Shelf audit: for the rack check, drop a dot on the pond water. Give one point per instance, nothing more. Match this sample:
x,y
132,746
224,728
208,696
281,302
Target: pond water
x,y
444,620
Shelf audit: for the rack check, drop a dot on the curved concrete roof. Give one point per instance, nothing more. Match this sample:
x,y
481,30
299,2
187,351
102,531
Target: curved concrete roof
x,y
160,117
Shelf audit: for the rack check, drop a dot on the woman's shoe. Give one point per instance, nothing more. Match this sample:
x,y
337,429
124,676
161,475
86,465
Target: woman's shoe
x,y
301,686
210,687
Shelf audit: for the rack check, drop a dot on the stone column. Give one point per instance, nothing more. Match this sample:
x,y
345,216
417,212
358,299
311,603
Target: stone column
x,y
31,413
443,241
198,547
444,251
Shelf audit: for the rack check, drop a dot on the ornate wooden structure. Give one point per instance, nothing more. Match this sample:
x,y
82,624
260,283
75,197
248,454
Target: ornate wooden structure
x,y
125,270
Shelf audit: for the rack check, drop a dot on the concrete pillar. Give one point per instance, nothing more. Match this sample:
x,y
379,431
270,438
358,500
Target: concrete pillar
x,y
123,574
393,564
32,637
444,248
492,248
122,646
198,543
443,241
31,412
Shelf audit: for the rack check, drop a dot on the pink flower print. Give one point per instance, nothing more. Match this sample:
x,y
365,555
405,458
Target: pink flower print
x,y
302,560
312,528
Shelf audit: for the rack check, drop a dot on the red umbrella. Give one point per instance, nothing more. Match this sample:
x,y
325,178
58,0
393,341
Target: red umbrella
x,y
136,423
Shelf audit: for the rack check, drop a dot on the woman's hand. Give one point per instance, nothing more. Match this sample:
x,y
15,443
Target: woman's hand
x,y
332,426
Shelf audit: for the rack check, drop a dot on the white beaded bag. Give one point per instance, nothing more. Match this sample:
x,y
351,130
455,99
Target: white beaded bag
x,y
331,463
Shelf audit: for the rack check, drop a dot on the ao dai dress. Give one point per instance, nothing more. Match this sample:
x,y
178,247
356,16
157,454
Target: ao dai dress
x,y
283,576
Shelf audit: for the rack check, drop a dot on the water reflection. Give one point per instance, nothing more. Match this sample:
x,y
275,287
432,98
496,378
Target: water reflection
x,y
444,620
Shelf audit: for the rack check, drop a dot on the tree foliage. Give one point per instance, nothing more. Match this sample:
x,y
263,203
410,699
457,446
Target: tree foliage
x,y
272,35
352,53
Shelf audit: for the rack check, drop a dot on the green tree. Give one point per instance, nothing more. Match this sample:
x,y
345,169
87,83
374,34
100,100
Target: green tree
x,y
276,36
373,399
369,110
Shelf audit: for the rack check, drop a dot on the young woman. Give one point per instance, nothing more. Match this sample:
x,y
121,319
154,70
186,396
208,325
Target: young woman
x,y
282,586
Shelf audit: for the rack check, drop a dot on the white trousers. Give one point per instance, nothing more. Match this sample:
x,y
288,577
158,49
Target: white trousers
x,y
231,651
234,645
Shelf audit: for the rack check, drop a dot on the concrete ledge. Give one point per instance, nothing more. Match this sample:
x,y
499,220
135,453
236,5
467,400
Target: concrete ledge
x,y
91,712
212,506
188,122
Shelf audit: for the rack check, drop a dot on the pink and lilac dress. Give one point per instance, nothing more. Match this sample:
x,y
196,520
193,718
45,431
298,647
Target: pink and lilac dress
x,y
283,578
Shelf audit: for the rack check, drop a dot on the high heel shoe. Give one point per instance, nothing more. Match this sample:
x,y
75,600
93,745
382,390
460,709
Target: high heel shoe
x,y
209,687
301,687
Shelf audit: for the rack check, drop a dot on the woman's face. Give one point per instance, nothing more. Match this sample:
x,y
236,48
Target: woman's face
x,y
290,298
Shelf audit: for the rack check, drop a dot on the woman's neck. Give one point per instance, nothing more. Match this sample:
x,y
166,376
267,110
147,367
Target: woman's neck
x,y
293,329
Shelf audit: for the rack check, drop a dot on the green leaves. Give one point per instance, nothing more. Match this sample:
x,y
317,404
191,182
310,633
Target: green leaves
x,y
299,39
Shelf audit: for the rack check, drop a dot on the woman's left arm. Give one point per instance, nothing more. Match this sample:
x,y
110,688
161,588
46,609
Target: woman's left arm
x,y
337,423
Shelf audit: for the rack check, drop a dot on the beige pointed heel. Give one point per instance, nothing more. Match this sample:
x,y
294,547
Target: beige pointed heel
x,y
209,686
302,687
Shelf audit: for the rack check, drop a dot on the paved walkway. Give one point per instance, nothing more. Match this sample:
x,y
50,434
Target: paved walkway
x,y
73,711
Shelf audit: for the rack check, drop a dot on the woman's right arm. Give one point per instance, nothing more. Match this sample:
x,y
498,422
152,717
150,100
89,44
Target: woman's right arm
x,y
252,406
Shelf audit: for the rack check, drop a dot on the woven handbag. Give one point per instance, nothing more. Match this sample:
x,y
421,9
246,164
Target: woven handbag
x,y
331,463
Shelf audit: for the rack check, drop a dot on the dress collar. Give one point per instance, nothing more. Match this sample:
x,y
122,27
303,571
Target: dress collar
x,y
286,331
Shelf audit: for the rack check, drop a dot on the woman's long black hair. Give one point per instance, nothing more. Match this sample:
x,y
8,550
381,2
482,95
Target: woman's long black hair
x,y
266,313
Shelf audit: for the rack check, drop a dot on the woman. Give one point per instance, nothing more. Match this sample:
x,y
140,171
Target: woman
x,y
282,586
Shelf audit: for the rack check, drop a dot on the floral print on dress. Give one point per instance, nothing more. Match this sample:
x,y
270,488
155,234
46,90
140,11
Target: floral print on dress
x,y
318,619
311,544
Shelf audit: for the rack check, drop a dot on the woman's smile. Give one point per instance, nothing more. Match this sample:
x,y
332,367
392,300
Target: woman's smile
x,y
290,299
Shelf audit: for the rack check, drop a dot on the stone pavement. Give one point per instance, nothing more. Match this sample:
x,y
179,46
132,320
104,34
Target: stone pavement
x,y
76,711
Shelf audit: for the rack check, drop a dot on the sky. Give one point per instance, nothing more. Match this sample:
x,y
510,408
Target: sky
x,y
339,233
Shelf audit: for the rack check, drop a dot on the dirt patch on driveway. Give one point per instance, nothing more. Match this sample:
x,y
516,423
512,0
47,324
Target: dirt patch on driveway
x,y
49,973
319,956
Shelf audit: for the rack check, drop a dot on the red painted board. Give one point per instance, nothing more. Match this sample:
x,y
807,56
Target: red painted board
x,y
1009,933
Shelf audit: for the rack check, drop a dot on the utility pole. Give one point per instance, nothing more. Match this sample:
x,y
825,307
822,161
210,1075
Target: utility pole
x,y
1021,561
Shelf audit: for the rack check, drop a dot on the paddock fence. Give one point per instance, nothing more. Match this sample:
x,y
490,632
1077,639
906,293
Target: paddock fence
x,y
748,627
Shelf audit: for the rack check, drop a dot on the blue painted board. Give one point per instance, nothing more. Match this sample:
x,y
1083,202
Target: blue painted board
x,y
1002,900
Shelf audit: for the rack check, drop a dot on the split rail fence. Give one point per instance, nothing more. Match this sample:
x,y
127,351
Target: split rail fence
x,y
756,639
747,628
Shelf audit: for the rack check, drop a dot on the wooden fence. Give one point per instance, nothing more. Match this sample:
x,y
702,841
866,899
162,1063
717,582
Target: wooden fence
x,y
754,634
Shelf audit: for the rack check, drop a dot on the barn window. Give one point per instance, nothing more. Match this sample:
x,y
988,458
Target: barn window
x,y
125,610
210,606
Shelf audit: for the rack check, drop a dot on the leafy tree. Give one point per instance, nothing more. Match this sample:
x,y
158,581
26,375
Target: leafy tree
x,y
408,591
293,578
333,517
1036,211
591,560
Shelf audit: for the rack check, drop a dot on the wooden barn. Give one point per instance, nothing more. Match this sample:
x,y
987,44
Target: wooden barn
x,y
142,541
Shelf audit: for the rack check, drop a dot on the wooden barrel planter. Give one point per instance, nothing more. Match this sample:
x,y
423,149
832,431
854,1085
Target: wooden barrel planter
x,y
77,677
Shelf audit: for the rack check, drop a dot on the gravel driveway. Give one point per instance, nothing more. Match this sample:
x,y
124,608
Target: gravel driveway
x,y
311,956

■ ■ ■

• **ASSIGNMENT**
Give again, word for word, the records from their first line to the one with "the pink flower", and leave out all else.

• **FINISHED EXERCISE**
Shelf audit: for the rack check, drop a dot on the pond water. Give one point per instance, nothing more. Match this sample:
x,y
132,746
224,728
208,696
281,302
Target: pond water
x,y
444,620
Shelf audit: for the rack check, drop a dot on the curved concrete roof. Give one point per instance, nothing more. Match this sample:
x,y
481,30
299,2
187,351
102,531
Target: curved concrete roof
x,y
160,117
Shelf audit: for the rack check, drop a dot on the woman's shoe. Give one point per instance, nothing more. Match this sample:
x,y
337,429
124,676
161,475
86,465
Target: woman's shoe
x,y
301,686
210,687
Shelf audit: for the rack check, drop a dot on the stone column. Give one point per instance, nothing more. Match this sample:
x,y
345,216
417,212
358,299
311,603
Target: stone column
x,y
31,413
443,241
198,547
444,251
Shelf audit: for the rack check, drop a dot on the ornate wooden structure. Give one point per instance, nothing more. Match this sample:
x,y
82,624
260,283
75,197
248,454
Target: ornate wooden structure
x,y
125,270
Shelf audit: for the rack check, drop a dot on the concrete pillar. Give one point per instance, nothing more. Match this sample:
x,y
379,431
270,438
358,500
Target: concrete pillar
x,y
123,574
393,564
32,637
444,248
492,248
122,646
198,543
443,241
31,412
Shelf audit: for the rack check, drop a dot on the pink flower print. Give one point per instance, nothing more. Match this sample:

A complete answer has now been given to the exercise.